| WHAT NEEDS TO BE DONE |
Below are the entries; give again exactly the lines from the one mentioning "Each <instance> block" through the one mentioning "475L280 479L290 477L292", inclusive.

>>>

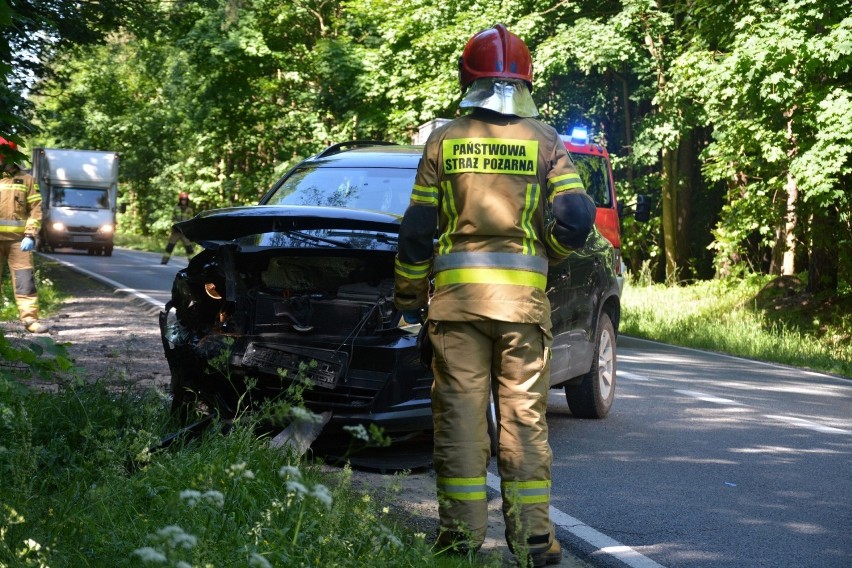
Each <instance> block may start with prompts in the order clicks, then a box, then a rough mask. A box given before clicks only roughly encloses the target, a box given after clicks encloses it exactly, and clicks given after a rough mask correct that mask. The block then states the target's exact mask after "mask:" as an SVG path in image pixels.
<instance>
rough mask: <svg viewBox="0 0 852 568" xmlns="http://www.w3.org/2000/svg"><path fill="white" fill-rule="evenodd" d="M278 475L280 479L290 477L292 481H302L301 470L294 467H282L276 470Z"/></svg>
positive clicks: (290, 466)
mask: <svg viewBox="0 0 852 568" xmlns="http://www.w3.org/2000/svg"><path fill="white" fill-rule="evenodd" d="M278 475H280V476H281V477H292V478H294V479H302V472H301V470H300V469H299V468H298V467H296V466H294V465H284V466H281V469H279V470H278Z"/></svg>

<<<
>>>

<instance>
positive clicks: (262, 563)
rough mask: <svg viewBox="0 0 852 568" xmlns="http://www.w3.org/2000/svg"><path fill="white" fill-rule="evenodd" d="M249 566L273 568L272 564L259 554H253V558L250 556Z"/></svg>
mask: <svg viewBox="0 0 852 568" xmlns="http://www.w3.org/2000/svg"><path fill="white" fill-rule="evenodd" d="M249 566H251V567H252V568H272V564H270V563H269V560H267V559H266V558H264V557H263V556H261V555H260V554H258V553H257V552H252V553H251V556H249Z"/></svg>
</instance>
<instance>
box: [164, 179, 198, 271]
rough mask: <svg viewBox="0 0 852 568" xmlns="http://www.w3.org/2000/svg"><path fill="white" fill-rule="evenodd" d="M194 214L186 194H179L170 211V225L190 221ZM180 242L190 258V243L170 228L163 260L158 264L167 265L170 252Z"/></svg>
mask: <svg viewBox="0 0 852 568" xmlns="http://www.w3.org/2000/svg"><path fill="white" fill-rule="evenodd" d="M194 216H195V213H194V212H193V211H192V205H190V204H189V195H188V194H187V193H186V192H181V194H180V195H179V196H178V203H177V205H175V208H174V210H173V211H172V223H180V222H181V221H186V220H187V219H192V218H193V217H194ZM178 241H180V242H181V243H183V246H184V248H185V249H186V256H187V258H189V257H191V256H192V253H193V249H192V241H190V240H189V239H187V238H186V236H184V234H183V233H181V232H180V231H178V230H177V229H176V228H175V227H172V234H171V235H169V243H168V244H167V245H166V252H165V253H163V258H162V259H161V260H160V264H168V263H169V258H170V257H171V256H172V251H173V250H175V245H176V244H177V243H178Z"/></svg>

<<<

| REPLY TO THE EXERCISE |
Each <instance> block may start with prompts in the order clicks, then a box, then a rough mask. A box given before clicks only roughly encloses the target, a box given after clicks encloses it exactly, and clicks given after a rough mask correct that mask. The block then states the target's exact mask after "mask:" as an SVG path in image pixels.
<instance>
rough mask: <svg viewBox="0 0 852 568" xmlns="http://www.w3.org/2000/svg"><path fill="white" fill-rule="evenodd" d="M278 475L280 479L290 477L292 481H302L301 470L294 467H282L276 470Z"/></svg>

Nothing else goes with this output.